**Written instruction**.
Extract every line from the rows below that contains the word "leggings", matching its case exactly.

**Supplied material**.
----
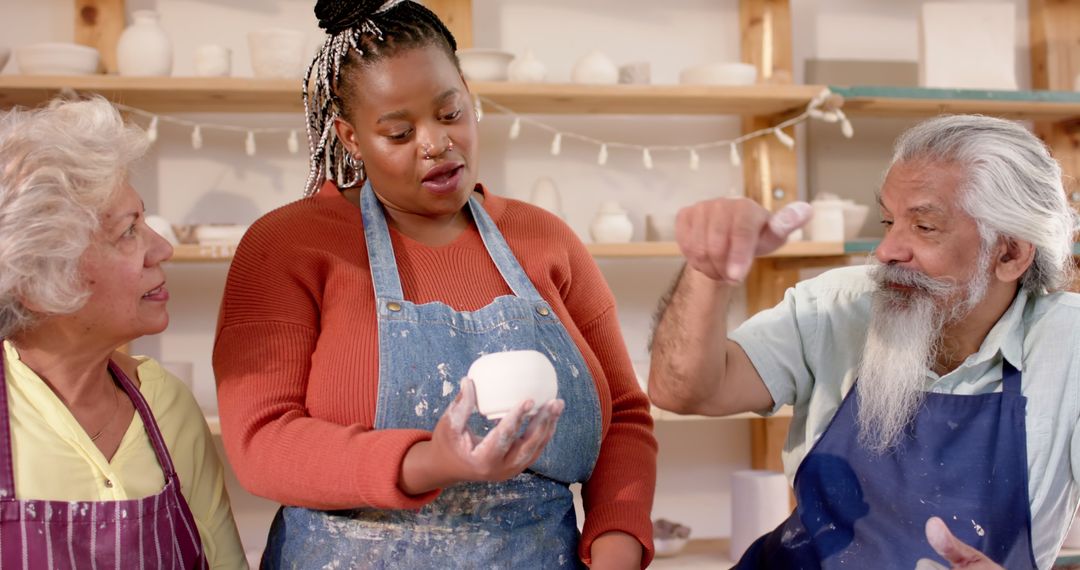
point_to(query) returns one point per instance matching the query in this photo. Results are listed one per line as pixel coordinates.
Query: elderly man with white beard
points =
(935, 390)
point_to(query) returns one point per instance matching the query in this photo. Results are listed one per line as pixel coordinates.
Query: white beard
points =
(902, 343)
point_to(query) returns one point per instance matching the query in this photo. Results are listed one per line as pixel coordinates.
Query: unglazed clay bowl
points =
(505, 379)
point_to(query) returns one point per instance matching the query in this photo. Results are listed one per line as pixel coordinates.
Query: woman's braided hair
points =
(359, 32)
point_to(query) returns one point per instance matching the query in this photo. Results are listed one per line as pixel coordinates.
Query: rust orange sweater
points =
(296, 356)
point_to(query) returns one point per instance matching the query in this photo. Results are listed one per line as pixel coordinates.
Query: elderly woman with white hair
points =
(105, 459)
(935, 391)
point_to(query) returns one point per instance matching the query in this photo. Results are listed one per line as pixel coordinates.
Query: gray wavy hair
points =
(1012, 188)
(59, 165)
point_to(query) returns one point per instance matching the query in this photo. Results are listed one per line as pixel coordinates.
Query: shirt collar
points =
(1006, 337)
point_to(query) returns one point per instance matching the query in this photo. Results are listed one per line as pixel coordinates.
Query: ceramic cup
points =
(213, 60)
(505, 379)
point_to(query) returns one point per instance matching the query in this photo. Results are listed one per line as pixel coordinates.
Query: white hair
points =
(59, 165)
(1012, 187)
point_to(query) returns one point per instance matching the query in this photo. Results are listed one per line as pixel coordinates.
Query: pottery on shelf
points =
(527, 69)
(545, 195)
(595, 68)
(505, 379)
(144, 49)
(611, 225)
(278, 53)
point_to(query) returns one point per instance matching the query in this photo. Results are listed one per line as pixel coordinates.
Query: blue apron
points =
(424, 350)
(963, 459)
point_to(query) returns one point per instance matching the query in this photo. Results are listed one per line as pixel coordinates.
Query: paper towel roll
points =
(759, 503)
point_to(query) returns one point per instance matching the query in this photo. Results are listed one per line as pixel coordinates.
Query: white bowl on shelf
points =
(485, 65)
(219, 234)
(719, 73)
(665, 547)
(54, 58)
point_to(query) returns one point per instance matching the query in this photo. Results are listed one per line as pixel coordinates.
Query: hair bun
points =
(336, 15)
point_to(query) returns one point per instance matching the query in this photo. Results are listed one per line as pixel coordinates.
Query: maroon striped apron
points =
(154, 532)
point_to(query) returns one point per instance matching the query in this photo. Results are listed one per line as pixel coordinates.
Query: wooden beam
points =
(98, 24)
(770, 173)
(457, 15)
(1055, 64)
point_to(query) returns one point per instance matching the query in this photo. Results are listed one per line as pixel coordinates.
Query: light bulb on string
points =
(784, 138)
(151, 132)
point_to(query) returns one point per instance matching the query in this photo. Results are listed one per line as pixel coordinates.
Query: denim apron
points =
(963, 459)
(424, 350)
(156, 531)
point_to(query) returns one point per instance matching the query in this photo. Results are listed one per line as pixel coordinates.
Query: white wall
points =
(220, 184)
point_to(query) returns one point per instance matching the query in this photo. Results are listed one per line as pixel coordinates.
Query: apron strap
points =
(380, 252)
(1010, 378)
(7, 462)
(160, 449)
(503, 257)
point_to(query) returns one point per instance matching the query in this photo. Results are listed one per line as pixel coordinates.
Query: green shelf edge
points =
(946, 94)
(866, 246)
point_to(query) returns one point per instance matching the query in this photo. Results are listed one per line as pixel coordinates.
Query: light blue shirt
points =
(808, 349)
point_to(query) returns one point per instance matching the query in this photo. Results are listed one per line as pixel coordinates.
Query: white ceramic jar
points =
(144, 48)
(595, 69)
(611, 225)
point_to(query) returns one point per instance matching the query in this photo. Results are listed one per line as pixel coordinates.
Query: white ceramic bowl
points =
(56, 59)
(505, 379)
(219, 234)
(278, 53)
(485, 65)
(719, 73)
(671, 546)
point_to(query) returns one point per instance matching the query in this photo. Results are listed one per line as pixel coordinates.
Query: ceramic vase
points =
(595, 69)
(611, 225)
(527, 69)
(144, 48)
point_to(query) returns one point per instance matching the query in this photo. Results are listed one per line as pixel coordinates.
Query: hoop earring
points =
(358, 167)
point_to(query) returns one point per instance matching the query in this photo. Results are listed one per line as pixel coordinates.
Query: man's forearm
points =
(689, 343)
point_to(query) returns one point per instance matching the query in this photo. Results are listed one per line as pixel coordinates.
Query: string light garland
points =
(824, 107)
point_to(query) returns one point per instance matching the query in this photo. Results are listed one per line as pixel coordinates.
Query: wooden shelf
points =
(262, 95)
(660, 415)
(920, 102)
(202, 254)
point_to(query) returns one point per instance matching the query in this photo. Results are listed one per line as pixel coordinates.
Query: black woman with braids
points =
(350, 319)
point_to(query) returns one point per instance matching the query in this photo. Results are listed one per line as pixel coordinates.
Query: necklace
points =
(116, 406)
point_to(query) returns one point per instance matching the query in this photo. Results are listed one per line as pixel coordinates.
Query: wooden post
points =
(98, 24)
(457, 15)
(1055, 63)
(770, 175)
(770, 172)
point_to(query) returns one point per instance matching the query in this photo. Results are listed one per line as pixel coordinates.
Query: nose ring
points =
(428, 154)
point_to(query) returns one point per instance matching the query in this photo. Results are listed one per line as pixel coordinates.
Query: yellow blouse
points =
(48, 439)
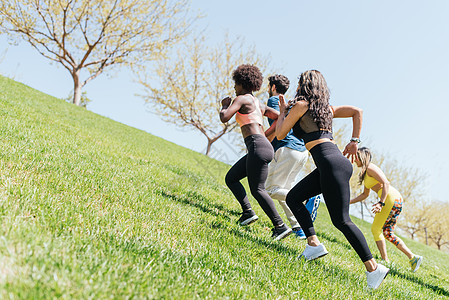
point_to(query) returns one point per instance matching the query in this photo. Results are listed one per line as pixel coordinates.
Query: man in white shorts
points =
(289, 157)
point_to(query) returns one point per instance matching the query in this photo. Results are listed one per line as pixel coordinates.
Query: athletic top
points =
(253, 117)
(290, 141)
(308, 130)
(369, 181)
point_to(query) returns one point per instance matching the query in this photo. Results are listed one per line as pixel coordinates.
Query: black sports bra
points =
(308, 130)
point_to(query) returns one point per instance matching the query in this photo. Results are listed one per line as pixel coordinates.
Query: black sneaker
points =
(280, 232)
(248, 217)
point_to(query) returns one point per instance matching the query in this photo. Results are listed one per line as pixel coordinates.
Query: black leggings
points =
(254, 165)
(331, 177)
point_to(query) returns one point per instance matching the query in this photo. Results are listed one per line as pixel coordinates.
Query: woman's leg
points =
(308, 187)
(382, 249)
(390, 224)
(335, 171)
(377, 226)
(232, 179)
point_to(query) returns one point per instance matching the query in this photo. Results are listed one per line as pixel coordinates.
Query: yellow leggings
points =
(385, 221)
----
**Task response**.
Query: black leggings
Query: yellow leggings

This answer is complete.